Saved entries
━━━━

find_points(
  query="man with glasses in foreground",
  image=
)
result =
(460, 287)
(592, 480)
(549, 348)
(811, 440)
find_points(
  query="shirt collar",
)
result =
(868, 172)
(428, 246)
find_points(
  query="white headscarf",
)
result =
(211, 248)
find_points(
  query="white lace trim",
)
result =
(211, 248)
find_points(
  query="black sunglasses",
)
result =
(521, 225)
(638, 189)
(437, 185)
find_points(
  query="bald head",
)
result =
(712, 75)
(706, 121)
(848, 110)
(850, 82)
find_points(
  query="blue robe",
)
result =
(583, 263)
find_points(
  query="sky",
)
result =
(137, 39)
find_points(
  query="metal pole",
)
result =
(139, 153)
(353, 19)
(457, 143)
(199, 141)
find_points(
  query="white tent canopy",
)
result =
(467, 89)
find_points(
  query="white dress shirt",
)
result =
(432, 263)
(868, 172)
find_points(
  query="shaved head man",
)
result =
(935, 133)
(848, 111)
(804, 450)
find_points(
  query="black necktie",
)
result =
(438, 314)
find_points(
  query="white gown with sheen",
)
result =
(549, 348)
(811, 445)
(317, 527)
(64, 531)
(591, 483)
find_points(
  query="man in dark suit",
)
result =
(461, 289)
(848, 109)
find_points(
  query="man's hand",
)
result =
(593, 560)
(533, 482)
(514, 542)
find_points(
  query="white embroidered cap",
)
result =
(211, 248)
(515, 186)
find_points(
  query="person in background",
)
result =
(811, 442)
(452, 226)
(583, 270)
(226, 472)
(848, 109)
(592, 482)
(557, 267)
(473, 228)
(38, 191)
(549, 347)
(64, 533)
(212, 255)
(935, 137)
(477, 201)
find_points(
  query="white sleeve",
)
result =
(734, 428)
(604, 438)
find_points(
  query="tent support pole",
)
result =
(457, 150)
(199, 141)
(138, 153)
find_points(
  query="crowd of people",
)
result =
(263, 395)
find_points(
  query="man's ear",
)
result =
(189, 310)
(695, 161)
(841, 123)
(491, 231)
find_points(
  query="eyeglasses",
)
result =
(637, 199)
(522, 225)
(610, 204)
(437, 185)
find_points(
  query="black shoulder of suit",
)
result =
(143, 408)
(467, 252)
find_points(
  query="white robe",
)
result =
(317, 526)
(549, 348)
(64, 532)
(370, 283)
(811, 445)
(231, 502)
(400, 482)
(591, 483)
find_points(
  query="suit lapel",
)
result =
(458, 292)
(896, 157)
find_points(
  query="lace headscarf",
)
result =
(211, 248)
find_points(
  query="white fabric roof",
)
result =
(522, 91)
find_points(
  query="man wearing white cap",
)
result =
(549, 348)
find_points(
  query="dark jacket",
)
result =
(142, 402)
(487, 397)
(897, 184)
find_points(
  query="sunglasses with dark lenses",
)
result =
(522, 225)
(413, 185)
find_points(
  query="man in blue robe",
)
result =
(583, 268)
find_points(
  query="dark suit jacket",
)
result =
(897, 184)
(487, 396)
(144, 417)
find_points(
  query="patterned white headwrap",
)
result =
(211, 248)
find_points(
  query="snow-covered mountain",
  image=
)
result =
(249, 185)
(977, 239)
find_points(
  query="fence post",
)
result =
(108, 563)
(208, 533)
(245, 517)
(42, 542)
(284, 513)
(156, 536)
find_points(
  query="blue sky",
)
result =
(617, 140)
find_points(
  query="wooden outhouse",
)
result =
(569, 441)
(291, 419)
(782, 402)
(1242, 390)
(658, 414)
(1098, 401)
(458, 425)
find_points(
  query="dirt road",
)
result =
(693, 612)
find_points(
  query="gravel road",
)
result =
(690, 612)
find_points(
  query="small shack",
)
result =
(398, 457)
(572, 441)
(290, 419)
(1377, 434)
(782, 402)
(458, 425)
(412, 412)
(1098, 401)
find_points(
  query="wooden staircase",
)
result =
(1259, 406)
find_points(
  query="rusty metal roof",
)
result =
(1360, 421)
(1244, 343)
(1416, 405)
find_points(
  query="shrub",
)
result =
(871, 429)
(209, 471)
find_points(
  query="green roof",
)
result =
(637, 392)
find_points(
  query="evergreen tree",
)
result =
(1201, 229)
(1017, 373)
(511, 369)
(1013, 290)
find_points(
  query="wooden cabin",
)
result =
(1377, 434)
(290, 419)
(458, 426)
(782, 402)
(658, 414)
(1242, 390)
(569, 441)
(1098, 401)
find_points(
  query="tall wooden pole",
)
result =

━━━━

What is needed: Extract all of the data above without altering anything.

Answer to this exercise:
find_points(
  query="man with glasses in foreground",
  image=
)
result =
(460, 287)
(592, 480)
(549, 348)
(811, 440)
find_points(
  query="shirt collar",
)
result =
(868, 172)
(428, 246)
find_points(
  query="white headscarf",
)
result =
(211, 248)
find_points(
  query="white lace trim",
)
result =
(211, 248)
find_points(
  query="black sunglasses",
)
result =
(521, 225)
(638, 189)
(437, 185)
find_points(
  query="bald head",
)
result =
(712, 75)
(706, 121)
(848, 110)
(850, 82)
find_points(
  query="blue robe",
)
result =
(583, 263)
find_points(
  query="sky",
)
result =
(137, 39)
find_points(
  query="metal pole",
)
result =
(139, 153)
(353, 19)
(457, 143)
(199, 141)
find_points(
  query="white tent canopy",
)
result =
(467, 89)
find_points(
  query="white dress shirt",
)
result =
(432, 263)
(868, 172)
find_points(
  query="shaved head man",
)
result =
(935, 133)
(848, 111)
(804, 450)
find_points(
  query="black necktie",
)
result =
(438, 314)
find_points(
  query="white gown with sheen",
)
result =
(549, 348)
(811, 445)
(317, 527)
(64, 531)
(591, 483)
find_points(
  query="man in dark suit",
)
result =
(461, 289)
(848, 109)
find_points(
  query="man's hand",
)
result =
(593, 560)
(533, 482)
(514, 542)
find_points(
  query="white embroidered cap",
)
result =
(211, 248)
(515, 186)
find_points(
  query="person in background",
)
result =
(811, 442)
(452, 226)
(583, 270)
(226, 472)
(848, 109)
(592, 482)
(557, 267)
(473, 228)
(38, 191)
(549, 347)
(64, 533)
(212, 255)
(935, 137)
(477, 201)
find_points(
  query="white sleeve",
)
result =
(734, 428)
(604, 438)
find_points(
  query="tent support pole",
)
result =
(457, 150)
(199, 141)
(138, 153)
find_points(
  query="crowd of people",
)
result =
(263, 395)
find_points(
  query="man's ear",
)
result =
(189, 310)
(695, 161)
(841, 123)
(491, 231)
find_points(
  query="eyeglasses",
)
result =
(637, 199)
(522, 225)
(610, 204)
(437, 185)
find_points(
  query="black shoulder of suit",
)
result =
(143, 408)
(467, 252)
find_points(
  query="white robe",
)
result =
(317, 526)
(549, 348)
(64, 532)
(370, 283)
(811, 445)
(231, 502)
(400, 482)
(591, 483)
find_points(
  query="suit lapel",
)
result =
(458, 292)
(896, 157)
find_points(
  query="lace headscarf",
)
result =
(211, 248)
find_points(
  query="white fabric roof",
)
result =
(522, 91)
find_points(
  query="man wearing white cap",
)
result =
(549, 348)
find_points(
  query="dark jacket",
)
result =
(142, 402)
(487, 397)
(897, 184)
find_points(
  query="sunglasses with dark lenses",
)
result =
(522, 225)
(413, 185)
find_points(
  query="man in blue robe",
)
result =
(583, 268)
find_points(
  query="dark suit jacket",
)
result =
(897, 184)
(487, 396)
(144, 417)
find_points(
  query="patterned white headwrap",
)
result =
(211, 248)
find_points(
  query="snow-covered mountain",
  image=
)
result =
(249, 185)
(977, 239)
find_points(
  query="fence post",
)
result =
(108, 563)
(208, 533)
(245, 517)
(42, 542)
(284, 513)
(156, 536)
find_points(
  query="blue sky",
)
result =
(617, 140)
find_points(
  query="wooden outhouse",
)
result =
(569, 441)
(291, 419)
(782, 402)
(1242, 390)
(658, 414)
(1098, 401)
(458, 425)
find_points(
  query="dirt road",
)
result =
(693, 612)
find_points(
  query="gravel road",
)
result =
(690, 612)
find_points(
  query="small shack",
)
result =
(398, 457)
(572, 441)
(290, 419)
(1377, 434)
(782, 402)
(458, 425)
(412, 412)
(1098, 401)
find_points(
  query="wooden staircase",
)
result =
(1259, 406)
find_points(
  query="rusty metal roof",
)
result =
(1360, 421)
(1244, 343)
(1416, 405)
find_points(
  query="shrub",
)
result =
(871, 429)
(209, 471)
find_points(
  query="green roof",
)
result =
(637, 392)
find_points(
  query="evergreen tree",
)
result =
(1201, 229)
(1017, 373)
(511, 369)
(1013, 290)
find_points(
  query="wooden cabin",
)
result =
(1377, 434)
(290, 419)
(458, 426)
(782, 402)
(658, 414)
(1242, 390)
(569, 441)
(1098, 401)
find_points(
  query="tall wooden pole",
)
result =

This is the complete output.